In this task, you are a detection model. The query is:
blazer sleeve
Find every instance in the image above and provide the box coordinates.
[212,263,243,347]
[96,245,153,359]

- What this task involves -
Everything from the line with "Find every instance" through the end of the listing, both ends included, needs to be transcribed exactly, with no other lines.

- Task response -
Find every instance in the image above and provide the box coordinates.
[212,263,243,347]
[96,245,153,359]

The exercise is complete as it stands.